** START **

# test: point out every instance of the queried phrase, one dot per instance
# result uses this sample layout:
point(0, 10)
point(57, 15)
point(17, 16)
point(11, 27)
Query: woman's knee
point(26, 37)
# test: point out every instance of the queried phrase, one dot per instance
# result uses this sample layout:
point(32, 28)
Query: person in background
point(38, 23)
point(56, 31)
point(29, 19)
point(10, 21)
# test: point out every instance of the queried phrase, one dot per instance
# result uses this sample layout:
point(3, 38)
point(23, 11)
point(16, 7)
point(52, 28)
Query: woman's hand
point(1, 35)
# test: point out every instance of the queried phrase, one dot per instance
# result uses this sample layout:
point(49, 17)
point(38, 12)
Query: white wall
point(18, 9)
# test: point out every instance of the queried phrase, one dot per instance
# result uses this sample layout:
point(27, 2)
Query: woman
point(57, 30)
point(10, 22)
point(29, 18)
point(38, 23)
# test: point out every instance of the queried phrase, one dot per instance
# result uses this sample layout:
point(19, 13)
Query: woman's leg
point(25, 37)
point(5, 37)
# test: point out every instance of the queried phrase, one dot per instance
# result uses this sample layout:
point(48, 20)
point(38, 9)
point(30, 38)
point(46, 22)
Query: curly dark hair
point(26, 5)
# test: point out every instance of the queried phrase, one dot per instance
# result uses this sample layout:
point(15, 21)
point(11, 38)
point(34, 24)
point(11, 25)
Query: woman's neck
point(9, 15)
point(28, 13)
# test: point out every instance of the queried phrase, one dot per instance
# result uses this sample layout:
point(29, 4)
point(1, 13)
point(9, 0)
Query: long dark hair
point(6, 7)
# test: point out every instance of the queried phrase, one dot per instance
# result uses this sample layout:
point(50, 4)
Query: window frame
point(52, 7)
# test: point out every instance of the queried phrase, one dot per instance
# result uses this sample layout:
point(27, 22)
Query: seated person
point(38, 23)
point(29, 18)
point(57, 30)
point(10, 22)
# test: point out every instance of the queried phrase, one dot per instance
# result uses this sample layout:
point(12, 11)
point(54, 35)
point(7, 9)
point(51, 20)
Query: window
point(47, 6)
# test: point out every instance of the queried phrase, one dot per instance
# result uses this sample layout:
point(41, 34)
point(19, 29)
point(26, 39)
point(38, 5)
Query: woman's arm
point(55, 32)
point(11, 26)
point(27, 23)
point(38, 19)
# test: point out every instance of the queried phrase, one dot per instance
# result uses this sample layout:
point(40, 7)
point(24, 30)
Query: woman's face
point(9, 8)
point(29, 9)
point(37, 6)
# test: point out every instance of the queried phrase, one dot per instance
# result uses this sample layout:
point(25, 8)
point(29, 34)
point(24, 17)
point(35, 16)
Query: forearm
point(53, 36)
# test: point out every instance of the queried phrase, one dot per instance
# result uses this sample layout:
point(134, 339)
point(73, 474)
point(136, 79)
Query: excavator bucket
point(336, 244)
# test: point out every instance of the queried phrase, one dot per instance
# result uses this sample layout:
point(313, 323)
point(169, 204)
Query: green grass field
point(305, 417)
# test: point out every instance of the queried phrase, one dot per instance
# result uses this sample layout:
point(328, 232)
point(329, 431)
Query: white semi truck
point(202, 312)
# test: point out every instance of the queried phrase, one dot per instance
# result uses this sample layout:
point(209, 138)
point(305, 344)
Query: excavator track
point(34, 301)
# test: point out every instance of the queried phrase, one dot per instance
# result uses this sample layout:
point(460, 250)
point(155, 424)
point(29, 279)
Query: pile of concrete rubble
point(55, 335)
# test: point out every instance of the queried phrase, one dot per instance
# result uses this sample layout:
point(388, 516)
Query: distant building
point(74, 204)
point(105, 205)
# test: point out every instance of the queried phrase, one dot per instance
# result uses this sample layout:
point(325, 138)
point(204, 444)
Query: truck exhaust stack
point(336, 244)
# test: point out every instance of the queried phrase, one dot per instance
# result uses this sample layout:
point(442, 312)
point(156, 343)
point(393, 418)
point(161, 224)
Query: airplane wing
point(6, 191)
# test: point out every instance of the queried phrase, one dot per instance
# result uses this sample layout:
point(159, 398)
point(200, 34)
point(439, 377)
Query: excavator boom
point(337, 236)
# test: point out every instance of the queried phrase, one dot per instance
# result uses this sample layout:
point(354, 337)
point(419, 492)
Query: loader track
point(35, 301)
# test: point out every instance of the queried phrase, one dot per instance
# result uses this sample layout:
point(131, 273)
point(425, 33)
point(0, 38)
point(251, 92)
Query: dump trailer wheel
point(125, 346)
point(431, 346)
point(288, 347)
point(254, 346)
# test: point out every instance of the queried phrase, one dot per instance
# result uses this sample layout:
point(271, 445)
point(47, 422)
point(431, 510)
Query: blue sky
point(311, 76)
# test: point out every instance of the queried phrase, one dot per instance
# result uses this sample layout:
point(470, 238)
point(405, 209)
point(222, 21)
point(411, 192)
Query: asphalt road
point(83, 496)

** END **

Copy all of the data above verbatim, line for line and in the same order.

• [Task output]:
# test: point out every instance of the queried phrase, one dot per instance
# result uses this sample layout:
point(0, 10)
point(57, 15)
point(17, 16)
point(11, 27)
Query: woman's knee
point(26, 37)
# test: point out every instance of the queried phrase, one dot per instance
# result uses this sample layout:
point(32, 28)
Query: person in background
point(38, 23)
point(56, 31)
point(29, 19)
point(10, 21)
# test: point out every instance of the queried phrase, one dot per instance
# result uses this sample layout:
point(3, 38)
point(23, 11)
point(16, 7)
point(52, 28)
Query: woman's hand
point(1, 35)
# test: point out every instance of the queried phrase, one dot per instance
# result uses this sample layout:
point(49, 17)
point(38, 12)
Query: white wall
point(18, 9)
# test: point out every instance of the queried phrase, one dot per instance
# result uses this sample layout:
point(27, 2)
Query: woman
point(57, 30)
point(10, 22)
point(29, 18)
point(38, 23)
# test: point out every instance of the queried phrase, one dot per instance
# result uses this sample layout:
point(19, 13)
Query: woman's leg
point(25, 37)
point(5, 37)
# test: point out every instance of the queried phrase, one dot per instance
# result uses this sample layout:
point(48, 20)
point(38, 9)
point(30, 38)
point(46, 22)
Query: curly dark hair
point(26, 5)
# test: point out every instance of the queried phrase, one dot per instance
# result uses this sample layout:
point(15, 21)
point(11, 38)
point(34, 24)
point(11, 25)
Query: woman's neck
point(9, 15)
point(28, 13)
# test: point out every instance of the queried phrase, one dot per instance
# result uses this sample layout:
point(29, 4)
point(1, 13)
point(9, 0)
Query: long dark hair
point(6, 7)
# test: point out every instance of the queried phrase, one dot per instance
# result uses this sample layout:
point(50, 4)
Query: window frame
point(52, 7)
# test: point out every instance of the queried phrase, one dot per instance
# result uses this sample layout:
point(27, 22)
Query: seated person
point(38, 23)
point(29, 18)
point(57, 30)
point(10, 22)
# test: point out every instance of the queried phrase, one dot per instance
# result uses this sample layout:
point(12, 11)
point(54, 35)
point(7, 9)
point(51, 20)
Query: window
point(47, 6)
# test: point out every instance of the queried phrase, one dot per instance
# result uses this sample layout:
point(41, 34)
point(19, 29)
point(26, 39)
point(38, 5)
Query: woman's arm
point(55, 32)
point(11, 26)
point(27, 23)
point(38, 19)
# test: point out every instance of the queried phrase, one dot per instance
# result uses this sample layout:
point(40, 7)
point(24, 30)
Query: woman's face
point(9, 8)
point(29, 9)
point(37, 6)
# test: point out every instance of the queried phrase, one dot per instance
# result uses this sample layout:
point(25, 8)
point(29, 34)
point(24, 17)
point(35, 16)
Query: forearm
point(53, 36)
# test: point out every instance of the queried phrase, one dot per instance
# result uses this sample layout:
point(134, 339)
point(73, 474)
point(136, 79)
Query: excavator bucket
point(336, 244)
# test: point out every instance of the queried phrase, one dot per instance
# result uses this sample layout:
point(313, 323)
point(169, 204)
Query: green grass field
point(305, 417)
# test: point out every instance of the queried phrase, one dot per instance
# result uses this sample layout:
point(328, 232)
point(329, 431)
Query: white semi truck
point(202, 312)
# test: point out every instance of the queried phrase, one dot per instance
# result uses this sample layout:
point(209, 138)
point(305, 344)
Query: excavator track
point(34, 301)
# test: point out every instance of the queried phrase, one dot per instance
# result uses this sample layout:
point(460, 250)
point(155, 424)
point(29, 279)
Query: pile of concrete rubble
point(55, 335)
# test: point out every instance of the queried phrase, one dot per instance
# result uses this sample layout:
point(388, 516)
Query: distant building
point(74, 204)
point(105, 205)
# test: point out every instance of the queried phrase, one dot per instance
# result uses this sample layout:
point(325, 138)
point(204, 444)
Query: truck exhaust stack
point(336, 244)
# test: point out every instance of the queried phrase, one dot per instance
# result uses this sample layout:
point(442, 312)
point(156, 343)
point(393, 418)
point(161, 224)
Query: airplane wing
point(6, 191)
# test: point out every instance of the queried phrase, one dot per instance
# result uses this sample layout:
point(159, 398)
point(200, 34)
point(439, 377)
Query: excavator boom
point(337, 236)
# test: point out every instance of the queried phrase, one dot per instance
# result uses this sample layout:
point(354, 337)
point(419, 492)
Query: loader track
point(35, 301)
# test: point out every instance of the queried phrase, one dot per instance
# result uses this sample layout:
point(131, 273)
point(425, 33)
point(0, 38)
point(251, 92)
Query: dump trailer wheel
point(125, 346)
point(431, 346)
point(288, 347)
point(254, 346)
# test: point out every instance of the queried phrase, one dot per instance
# result uses this sample layout:
point(271, 445)
point(47, 422)
point(431, 510)
Query: blue sky
point(311, 76)
# test: point out every instance of the queried phrase, one dot per instance
# result uses this sample layout:
point(470, 238)
point(405, 209)
point(222, 21)
point(411, 192)
Query: asphalt road
point(83, 496)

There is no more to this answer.